After striking Mexico on August 20, 2007, again on August 21, and moving across the entire country, Hurricane Dean is no longer a tropical storm. The Yucatan Peninsula bore the brunt of the hurricane, which struck the eastern most part of the country as a Category 5 storm. Now, four days later, it has been reduced to a rain event with sustained winds of 35 km/h and gusts of 45 km/h, moving west, and causing clouds in south and central regions of the country.
The Health Situation
The principal symptoms being reported to date in the affected population are dermatologic and ophthalmologic in nature. National authorities have strengthened the disease surveillance system for the detection, management and control of cases, vector-borne outbreaks and health problems related to poor sanitary conditions in flooded areas.
Although there are reports of the impact on agriculture and damage to homes, there is still no report on damage to health infrastructure. Currently, the government is giving priority to ensuring that shelters are well stocked and equipped.

########

» Tasks to perform:
[a] Print the part of the Hurricane Dean report that opens with the words containing "After striking Mexico" and closes with "of the country.".
[b] Carry on the Hurricane Dean report from where it stops.

» Input data:

########

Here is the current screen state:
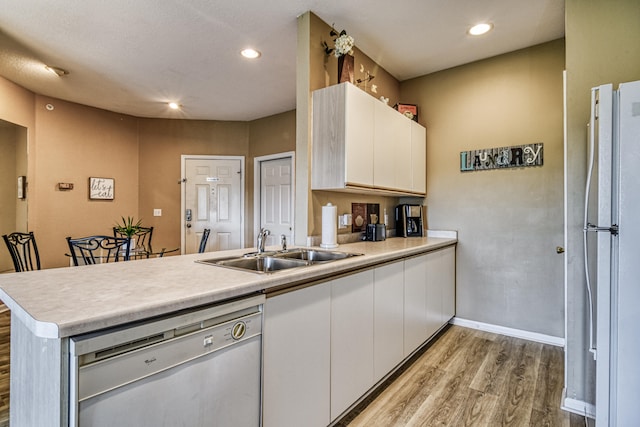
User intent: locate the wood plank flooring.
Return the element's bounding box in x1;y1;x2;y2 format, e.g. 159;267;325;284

########

» List of answers:
[a]
After striking Mexico on August 20, 2007, again on August 21, and moving across the entire country, Hurricane Dean is no longer a tropical storm. The Yucatan Peninsula bore the brunt of the hurricane, which struck the eastern most part of the country as a Category 5 storm. Now, four days later, it has been reduced to a rain event with sustained winds of 35 km/h and gusts of 45 km/h, moving west, and causing clouds in south and central regions of the country.

[b]
Health Services and Infrastructure
State of Tabasco
- The emergency committee has been actived to assess damage in the Municipality of Centla.
State of Campeche
- Three minor weather-related accidents have been reported.
- Only 28 consultations have been reported in shelters of Xcalot Akal, Hopelchen; Sabancuy, Carmen y Candelaria.
- In Ciudad del Carmen, the impact on health and damage to infrastructure are being evaluated.
- In the municipality of Campotón, no reports of damage to health and infrastructure.
- The stocks of pharmaceuticals and medical supplies is at 100%.
- Currently there is no potable water available. An assessment of wells in the area reveals a high level of nitrates. Three water treatment plants are being used to guarantee potability of water.
The State of Yucatán
Currently, there are 69 temporary housing 8,861 people. Reports of material damage are not yet available.
Ciudad del Carmen, Campeche: No loss of life, but 100,000 hectares of crops were damaged. Also domestic animals such as pigs and birds were lost. Significant damage to homes has also been reported. Mexico’s petroleum industry lost production of two million liters.
Veracruz: A disaster declaration was made for 57 municipalities; 300 homes destroyed and 27,000 people evacuated. There is significant damage to the agricultural sector and to livestock, although the financial cost of the damage has still not yet be tallied.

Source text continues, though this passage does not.